# [Problem requirements]
Recast the data below as a two-column CSV with the header row request,answer, one row per request. Begin at the line that has "of the green", continue through the end of the data, and place each request's text and its answer in one quoted field each, with line breaks turned into spaces.

# [Entries]
## Start
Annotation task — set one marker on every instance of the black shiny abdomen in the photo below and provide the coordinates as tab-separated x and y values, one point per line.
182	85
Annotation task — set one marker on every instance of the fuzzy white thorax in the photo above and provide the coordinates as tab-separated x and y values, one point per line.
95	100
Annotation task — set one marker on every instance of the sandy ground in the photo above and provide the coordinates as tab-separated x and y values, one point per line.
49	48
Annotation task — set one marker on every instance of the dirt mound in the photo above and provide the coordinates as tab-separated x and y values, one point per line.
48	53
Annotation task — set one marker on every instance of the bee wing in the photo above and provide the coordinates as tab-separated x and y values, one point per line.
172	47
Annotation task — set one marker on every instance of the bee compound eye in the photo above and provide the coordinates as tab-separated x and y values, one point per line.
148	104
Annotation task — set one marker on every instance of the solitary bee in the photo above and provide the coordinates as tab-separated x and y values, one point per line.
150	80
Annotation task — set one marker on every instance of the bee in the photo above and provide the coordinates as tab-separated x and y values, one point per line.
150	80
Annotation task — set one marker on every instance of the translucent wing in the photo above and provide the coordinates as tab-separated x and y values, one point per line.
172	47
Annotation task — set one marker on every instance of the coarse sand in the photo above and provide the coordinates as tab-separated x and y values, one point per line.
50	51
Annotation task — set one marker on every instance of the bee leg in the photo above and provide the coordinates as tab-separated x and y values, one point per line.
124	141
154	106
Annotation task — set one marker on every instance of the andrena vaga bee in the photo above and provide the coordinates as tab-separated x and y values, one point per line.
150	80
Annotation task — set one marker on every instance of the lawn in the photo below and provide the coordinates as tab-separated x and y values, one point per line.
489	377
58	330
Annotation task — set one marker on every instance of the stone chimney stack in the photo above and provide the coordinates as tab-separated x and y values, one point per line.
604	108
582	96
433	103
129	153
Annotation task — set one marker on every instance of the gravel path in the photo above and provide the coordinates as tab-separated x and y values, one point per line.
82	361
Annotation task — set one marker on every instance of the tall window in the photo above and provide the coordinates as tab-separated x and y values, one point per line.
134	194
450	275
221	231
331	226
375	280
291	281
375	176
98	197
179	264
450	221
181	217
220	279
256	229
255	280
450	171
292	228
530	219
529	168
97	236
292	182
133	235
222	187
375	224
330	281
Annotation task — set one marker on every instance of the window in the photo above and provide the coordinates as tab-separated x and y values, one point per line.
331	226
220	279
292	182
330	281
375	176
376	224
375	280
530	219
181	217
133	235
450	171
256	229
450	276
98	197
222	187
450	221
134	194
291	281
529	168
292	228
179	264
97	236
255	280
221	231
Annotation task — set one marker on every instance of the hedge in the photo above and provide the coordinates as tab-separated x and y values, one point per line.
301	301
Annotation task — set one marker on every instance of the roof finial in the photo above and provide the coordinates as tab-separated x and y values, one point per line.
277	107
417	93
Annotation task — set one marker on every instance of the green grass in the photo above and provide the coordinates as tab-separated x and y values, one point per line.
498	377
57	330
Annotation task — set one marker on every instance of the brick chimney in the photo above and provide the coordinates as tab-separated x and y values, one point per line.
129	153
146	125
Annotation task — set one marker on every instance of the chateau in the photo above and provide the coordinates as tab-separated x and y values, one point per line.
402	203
## End
# [Output for this task]
request,answer
"Annotation task — set one marker on every instance of the green grass in the photo above and provide the coordinates as tab-separated x and y values, one point per line.","498	377 57	330"
"Annotation task — set one marker on every instance of the brick chimney in the photo above and provide the coordinates as tab-separated x and y values, one point per line.","129	153 146	125"
"Annotation task — set one marker on every instance of the chateau in the photo above and provide the coordinates as tab-separated x and y values, one point per line.","402	203"